== Task description ==
Print the entries below word for word; the pictures stay out of your copy.

[Records contained in a dataset]
|---|

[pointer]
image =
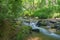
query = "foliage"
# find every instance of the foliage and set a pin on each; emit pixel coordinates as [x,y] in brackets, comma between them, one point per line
[23,33]
[9,11]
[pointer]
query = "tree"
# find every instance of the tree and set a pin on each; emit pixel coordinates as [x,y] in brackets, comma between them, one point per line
[10,10]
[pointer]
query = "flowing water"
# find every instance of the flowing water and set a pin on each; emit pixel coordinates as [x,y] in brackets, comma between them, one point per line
[42,30]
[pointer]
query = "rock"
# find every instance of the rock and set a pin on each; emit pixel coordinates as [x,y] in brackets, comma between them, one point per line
[38,23]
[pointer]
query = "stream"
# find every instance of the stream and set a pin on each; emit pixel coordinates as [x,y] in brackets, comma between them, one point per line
[42,30]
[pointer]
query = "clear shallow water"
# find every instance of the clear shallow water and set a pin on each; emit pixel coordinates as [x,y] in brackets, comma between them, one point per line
[42,30]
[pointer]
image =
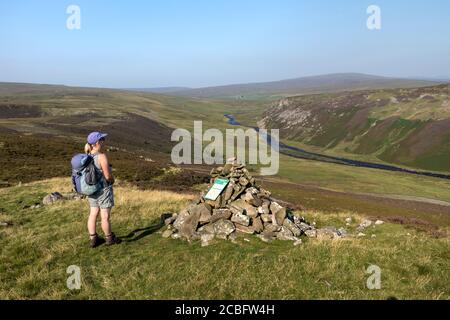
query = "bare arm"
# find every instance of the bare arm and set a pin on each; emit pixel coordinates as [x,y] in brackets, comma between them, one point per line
[104,164]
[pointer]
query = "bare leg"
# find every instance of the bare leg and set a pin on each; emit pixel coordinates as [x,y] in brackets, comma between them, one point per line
[106,223]
[92,221]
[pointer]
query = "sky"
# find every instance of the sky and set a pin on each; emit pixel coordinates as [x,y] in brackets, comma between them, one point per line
[197,43]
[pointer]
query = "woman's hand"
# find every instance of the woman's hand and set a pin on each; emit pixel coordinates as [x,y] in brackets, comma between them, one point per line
[104,164]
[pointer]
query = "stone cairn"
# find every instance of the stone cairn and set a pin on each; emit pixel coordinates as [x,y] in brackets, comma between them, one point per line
[242,207]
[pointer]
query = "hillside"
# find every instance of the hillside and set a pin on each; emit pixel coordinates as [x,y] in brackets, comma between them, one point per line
[409,127]
[312,84]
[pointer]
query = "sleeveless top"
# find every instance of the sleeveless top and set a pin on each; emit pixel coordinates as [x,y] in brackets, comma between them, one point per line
[98,166]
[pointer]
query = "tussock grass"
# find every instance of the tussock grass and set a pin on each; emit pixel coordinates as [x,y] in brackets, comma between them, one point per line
[42,243]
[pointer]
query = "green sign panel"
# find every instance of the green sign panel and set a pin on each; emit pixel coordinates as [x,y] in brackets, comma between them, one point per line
[216,189]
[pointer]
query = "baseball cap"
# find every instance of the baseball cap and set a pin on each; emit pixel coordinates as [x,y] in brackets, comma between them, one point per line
[93,137]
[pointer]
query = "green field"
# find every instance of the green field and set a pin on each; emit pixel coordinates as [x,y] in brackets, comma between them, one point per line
[146,266]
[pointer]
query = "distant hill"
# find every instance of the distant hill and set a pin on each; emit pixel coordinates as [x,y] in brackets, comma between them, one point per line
[305,85]
[404,126]
[162,90]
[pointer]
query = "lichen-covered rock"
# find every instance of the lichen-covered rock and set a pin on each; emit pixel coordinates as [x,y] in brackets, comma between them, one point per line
[240,219]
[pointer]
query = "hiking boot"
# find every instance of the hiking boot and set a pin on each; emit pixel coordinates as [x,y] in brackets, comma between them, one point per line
[95,241]
[112,239]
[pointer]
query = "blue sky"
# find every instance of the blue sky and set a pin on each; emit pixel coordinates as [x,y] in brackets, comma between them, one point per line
[213,42]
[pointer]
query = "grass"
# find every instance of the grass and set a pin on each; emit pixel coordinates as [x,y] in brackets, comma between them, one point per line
[354,179]
[42,243]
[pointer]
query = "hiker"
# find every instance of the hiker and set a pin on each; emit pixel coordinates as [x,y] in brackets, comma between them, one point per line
[103,200]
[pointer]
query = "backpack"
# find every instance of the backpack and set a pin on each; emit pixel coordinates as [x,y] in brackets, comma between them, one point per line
[86,178]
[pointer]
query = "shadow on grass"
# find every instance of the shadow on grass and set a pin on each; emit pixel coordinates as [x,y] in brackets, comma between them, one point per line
[141,233]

|---|

== Finished exercise ==
[pointer]
image =
query = "foliage"
# find every instance of the foliage and set a pin on each; emit pixel coordinates as [x,y] in brackets, comma between them, one point per line
[23,33]
[9,11]
[pointer]
query = "tree"
# find every instance of the tree and set a pin on each; emit pixel coordinates as [x,y] in brackets, comma between them, one point per line
[10,10]
[pointer]
query = "flowing water"
# find every instance of the flowing water and set a pin on each; emit pixel coordinates as [x,y] in brackets, comma between them, one point per line
[42,30]
[pointer]
query = "rock"
# find every instance of the rock and set a pin on each; emit pixel coordinates as [x,y] in brackets, comma between them, one point per line
[38,23]
[pointer]
query = "stream"
# find every instance of the stream and set a pin on each; emit pixel coordinates as [x,y] in brackets, comma between them, one point per line
[42,30]
[pointer]
query = "clear shallow water"
# find every instance of the clear shallow water and set a pin on each; emit pixel coordinates as [x,y] in brackets, comma between them, one point per line
[42,30]
[pointer]
image =
query = "bare arm"
# find every instance of the bare arm and set a pin on each; emit pixel coordinates as [x,y] in brackets, comma between them, one point per line
[104,164]
[pointer]
query = "bare leg"
# find every instance of the bare leg and set a pin on each; emit pixel coordinates as [x,y] in brackets, comma between them, one point per line
[106,223]
[92,221]
[pointer]
query = "sky"
# find every instance of the sky and set a pin on each; emit pixel coordinates as [x,y] in brackets, comma between them, one point per line
[197,43]
[pointer]
query = "woman's hand"
# find every instance of the woman's hand and set a pin on each; emit pixel coordinates as [x,y] in brackets, comma between them, one point per line
[104,164]
[pointer]
query = "stone cairn"
# find every instance of the stone cairn and set a pin on each; emit pixel coordinates as [x,y] in brackets, comma between them, one point per line
[242,207]
[pointer]
query = "hillside"
# find every instance of the hillside and set a pin on each; emit pixel coordinates as [x,y] in brackets, comma between them, one point per line
[409,127]
[312,84]
[pointer]
query = "sleeveless top"
# find every instance of the sleeveless top and set a pin on each; emit pixel coordinates as [x,y] in brackets, comma between them, one point per line
[98,166]
[pointer]
query = "tussock grass"
# find every instance of the tussock grass and set a pin on each; emit pixel coordinates as [x,y] in brackets, comma between them, one point per line
[42,243]
[pointer]
query = "green sign panel"
# find every instance of the green sign panel and set a pin on each; emit pixel coordinates as [x,y] in brackets, comma between them, one point per line
[216,189]
[pointer]
query = "baseball cap"
# find every instance of the baseball cap and set a pin on each; emit pixel coordinates as [x,y] in brackets, comma between them, one point per line
[93,137]
[pointer]
query = "green field"
# find every instance of the green field and set a pin on each; emit pixel coordinates as [x,y] in brackets, comma between them, one point per line
[146,266]
[pointer]
query = "distant hill"
# find every instance of the distant hill and set a pin on each; emit pixel coordinates as [x,y] in brackets, comma between them, one point per line
[305,85]
[404,126]
[162,90]
[pointer]
query = "lichen-covered rock"
# find every instance of the lichen-covered rock and set a pin on each; emit pixel coordinates as [x,y] in brackets, comma between them, one point per line
[240,219]
[pointer]
query = "hiking boot"
# find every instance of the hiking boot and set a pin on each; emit pixel coordinates as [x,y] in brackets, comma between them, one point per line
[95,241]
[112,239]
[pointer]
query = "blue sky"
# find every instance of the blue sky and set a pin on each; emit pixel coordinates as [x,y] in brackets, comma between them, one point per line
[213,42]
[pointer]
query = "grass"
# find every instance of the grass and set a pin on each; emit pixel coordinates as [x,y] in brackets, comma between them, one point per line
[354,179]
[42,243]
[pointer]
query = "hiker"
# find every instance of the hiker and set a pin on each; emit pixel coordinates as [x,y] in brackets, comma between them, one point per line
[103,200]
[pointer]
query = "backpack"
# find every instance of the backpack and set a pin on each; emit pixel coordinates as [x,y] in brackets, comma between them, one point per line
[86,178]
[pointer]
query = "shadow on grass"
# find every instance of the shadow on grass and set a pin on each; emit pixel coordinates as [x,y] in brackets, comma between them, one point per line
[141,233]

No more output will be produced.